> _WHAT THE EXERCISE ASKS_
Repeat all the data below, replacing every "pixel coordinates" with "image coordinates" and changing nothing else.

— START OF GIVEN RECORDS —

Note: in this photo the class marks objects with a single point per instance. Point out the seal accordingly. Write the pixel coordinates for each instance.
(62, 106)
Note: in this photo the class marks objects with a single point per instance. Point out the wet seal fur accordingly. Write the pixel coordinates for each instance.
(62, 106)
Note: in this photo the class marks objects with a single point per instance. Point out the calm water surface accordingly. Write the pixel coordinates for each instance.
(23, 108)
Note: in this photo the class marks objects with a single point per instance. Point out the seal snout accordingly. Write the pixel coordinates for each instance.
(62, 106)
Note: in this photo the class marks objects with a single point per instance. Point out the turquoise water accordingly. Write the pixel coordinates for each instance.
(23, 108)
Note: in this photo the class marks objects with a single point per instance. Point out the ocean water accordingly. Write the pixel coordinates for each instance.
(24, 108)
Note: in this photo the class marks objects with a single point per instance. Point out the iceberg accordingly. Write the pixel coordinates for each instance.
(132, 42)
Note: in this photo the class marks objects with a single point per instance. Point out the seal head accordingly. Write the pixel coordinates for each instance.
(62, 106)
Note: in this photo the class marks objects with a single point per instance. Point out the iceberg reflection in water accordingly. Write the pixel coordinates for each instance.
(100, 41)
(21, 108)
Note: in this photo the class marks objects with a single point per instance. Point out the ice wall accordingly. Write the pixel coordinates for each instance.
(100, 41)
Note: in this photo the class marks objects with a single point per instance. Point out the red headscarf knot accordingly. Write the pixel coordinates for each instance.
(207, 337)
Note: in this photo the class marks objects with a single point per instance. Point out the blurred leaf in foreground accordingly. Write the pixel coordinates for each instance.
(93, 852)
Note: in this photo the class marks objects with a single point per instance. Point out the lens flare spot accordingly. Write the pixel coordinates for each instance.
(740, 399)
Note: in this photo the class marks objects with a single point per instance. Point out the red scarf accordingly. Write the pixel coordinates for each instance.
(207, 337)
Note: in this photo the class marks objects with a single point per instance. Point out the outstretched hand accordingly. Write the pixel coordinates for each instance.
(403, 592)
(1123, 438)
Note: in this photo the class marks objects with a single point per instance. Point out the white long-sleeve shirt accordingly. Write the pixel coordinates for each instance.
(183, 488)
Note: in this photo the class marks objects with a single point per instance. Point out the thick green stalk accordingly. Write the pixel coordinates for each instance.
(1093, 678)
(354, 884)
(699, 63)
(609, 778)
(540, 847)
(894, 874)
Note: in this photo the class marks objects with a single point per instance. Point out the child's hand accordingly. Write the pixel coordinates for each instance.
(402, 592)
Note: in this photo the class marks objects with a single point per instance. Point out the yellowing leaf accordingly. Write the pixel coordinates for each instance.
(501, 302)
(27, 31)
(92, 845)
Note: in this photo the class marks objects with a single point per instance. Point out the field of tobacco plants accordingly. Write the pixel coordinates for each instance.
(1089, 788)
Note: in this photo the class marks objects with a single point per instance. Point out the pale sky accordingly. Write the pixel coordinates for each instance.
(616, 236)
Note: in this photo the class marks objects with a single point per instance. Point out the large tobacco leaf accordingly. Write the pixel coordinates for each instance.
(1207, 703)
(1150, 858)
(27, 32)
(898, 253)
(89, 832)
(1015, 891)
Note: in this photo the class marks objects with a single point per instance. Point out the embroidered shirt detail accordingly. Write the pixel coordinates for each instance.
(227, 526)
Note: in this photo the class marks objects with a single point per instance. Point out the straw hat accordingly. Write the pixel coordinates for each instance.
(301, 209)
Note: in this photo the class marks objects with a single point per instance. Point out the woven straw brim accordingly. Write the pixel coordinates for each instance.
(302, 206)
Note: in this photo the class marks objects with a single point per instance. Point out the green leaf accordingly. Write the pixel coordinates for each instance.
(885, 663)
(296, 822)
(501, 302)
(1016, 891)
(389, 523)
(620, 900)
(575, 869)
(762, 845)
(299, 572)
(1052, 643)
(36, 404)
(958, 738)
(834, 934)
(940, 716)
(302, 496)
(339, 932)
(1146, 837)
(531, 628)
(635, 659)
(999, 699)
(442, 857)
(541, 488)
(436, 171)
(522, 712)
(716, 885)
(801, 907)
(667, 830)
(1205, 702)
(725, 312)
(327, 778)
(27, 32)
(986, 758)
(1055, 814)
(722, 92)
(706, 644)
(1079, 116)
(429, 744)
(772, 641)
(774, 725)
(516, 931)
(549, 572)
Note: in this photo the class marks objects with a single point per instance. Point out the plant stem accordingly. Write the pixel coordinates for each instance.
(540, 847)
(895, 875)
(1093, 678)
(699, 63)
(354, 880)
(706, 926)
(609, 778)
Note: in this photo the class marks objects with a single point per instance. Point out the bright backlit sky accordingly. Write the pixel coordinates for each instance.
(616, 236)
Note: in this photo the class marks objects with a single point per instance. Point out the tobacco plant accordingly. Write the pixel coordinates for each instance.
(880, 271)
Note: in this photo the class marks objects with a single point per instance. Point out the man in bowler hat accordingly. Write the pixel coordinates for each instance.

— END OF GIVEN RECORDS —

> _EXERCISE ANSWER_
Note: in this photo the class marks objects with a single point per instance. Point out the seal accordingly. Write the image coordinates for each instance.
(62, 106)
Note: in this photo the class marks objects with a single point per instance. Point out the wet seal fur accordingly. Write the image coordinates for each instance.
(62, 106)
Note: in this photo the class marks objects with a single point per instance. Point out the calm water surface accordingly. Write the image coordinates for each instance.
(23, 108)
Note: in this photo the class marks objects with a single point per instance. Point out the seal snout accordingly. Write the image coordinates for each instance.
(62, 106)
Note: in this photo the class marks objects with a single point per instance. Point out the turquoise water accordingly. Write the image coordinates for each instance.
(23, 108)
Note: in this photo the class marks objects with a single point per instance. Point out the ocean water accordingly. Write the image coordinates for each instance.
(24, 108)
Note: in this photo the class marks objects with a single point per instance. Point out the iceberg accordingly. Write the image coordinates for each instance.
(132, 42)
Note: in this photo the class marks objects with a single point per instance. Point out the seal head accordingly. Write the image coordinates for each instance.
(62, 106)
Note: in this photo the class marks objects with a single point per instance. Point out the iceberg reflection in water accordingly. Write the image coordinates for each instance.
(100, 41)
(21, 108)
Note: in this photo the class marks objects with a single point per instance. Point out the ice wall accordingly. Write the image coordinates for each instance.
(100, 41)
Note: in this photo the class marks objects with a single point per instance. Point out the red headscarf knot accordingly. Write the image coordinates for each instance.
(207, 337)
Note: in this photo the class marks objects with a single point per instance. Point out the blurred leaf in foreground accordingly. Write the image coordinates for each instance.
(93, 852)
Note: in this photo the class marks objects with a single point per instance. Point out the lens flare spot accordingly. Write the image coordinates for each instance.
(740, 399)
Note: in this photo the class marks objects with a single point per instance. Point out the red scarf accordingly. Write the image coordinates for each instance.
(207, 337)
Note: in this photo the class marks objects with a single point per instance. Point out the outstretched hand accordingly. Write the image coordinates for each instance.
(403, 592)
(1123, 438)
Note: in this photo the class marks objects with a single point per instance. Point out the white long-sleeve shirt accordingly. Write the image coordinates for each instance.
(183, 488)
Note: in this photo the class marks objects with a single point per instance. Point out the thick green stalk accordingly. Write the image coordinates for each instance.
(1093, 678)
(354, 884)
(699, 63)
(609, 778)
(540, 847)
(894, 874)
Note: in this photo the class marks objects with a single point per instance. Point out the child's hand accordingly. Write the image coordinates for each instance.
(402, 592)
Note: in this photo the class marks objects with a single point per instance. Point out the yellowing leaf accordingly. Write the image coordinates for each instance.
(501, 302)
(27, 31)
(92, 845)
Note: in this photo the class marks objects with a single point per instance. Point out the field of tobacco plants accordingly. Write the image coordinates for each instance.
(1089, 788)
Note: in this photo the class marks objects with a single point per instance. Point out the pale sky accordingly. Write the image coordinates for each instance.
(616, 236)
Note: in this photo the class marks objects with a single point per instance. Point out the large tobacco leaf accordingly. Write the image coordinates for each instance.
(1207, 703)
(1150, 858)
(27, 32)
(898, 253)
(89, 832)
(1015, 891)
Note: in this photo the class marks objects with a single point per instance. Point out the embroidered shirt detail accordingly. Write the image coordinates for each instance.
(227, 526)
Note: in this photo the class marks objects with a single point per instance. Point out the straw hat accordingly. Write the image coordinates for each instance.
(301, 209)
Note: in this photo the class marks objects with a single point per instance. Point out the woven straw brim accordingly. Write the image coordinates for each instance.
(302, 206)
Note: in this photo the class marks objects with a single point per instance. Point out the green leaf accordingly. Write the image coordinates for each instance.
(885, 663)
(296, 822)
(501, 302)
(1016, 891)
(389, 523)
(620, 900)
(575, 869)
(762, 845)
(299, 572)
(1052, 643)
(36, 404)
(958, 738)
(834, 934)
(940, 716)
(302, 496)
(339, 932)
(1146, 837)
(531, 628)
(635, 659)
(999, 699)
(442, 857)
(541, 488)
(436, 171)
(522, 712)
(716, 885)
(801, 907)
(667, 830)
(1205, 702)
(725, 312)
(327, 778)
(27, 32)
(986, 758)
(1055, 814)
(722, 92)
(706, 644)
(1079, 116)
(429, 744)
(772, 641)
(774, 725)
(516, 931)
(549, 572)
Note: in this photo the class marks objects with a single point per instance. Point out the plant stem accordingly. Write the image coordinates for each instance.
(540, 847)
(895, 875)
(1093, 678)
(699, 63)
(354, 880)
(706, 926)
(609, 778)
Note: in this photo the class marks objects with a single point per instance. Point out the bright backlit sky accordingly. Write the image coordinates for each instance.
(616, 236)
Note: in this photo the class marks objects with a single point per instance. Point out the tobacco plant accordingly. Write the image coordinates for each instance.
(880, 271)
Note: in this photo the class marks objects with a single point per instance. Point out the man in bowler hat accordingly. Write the image coordinates for each instance.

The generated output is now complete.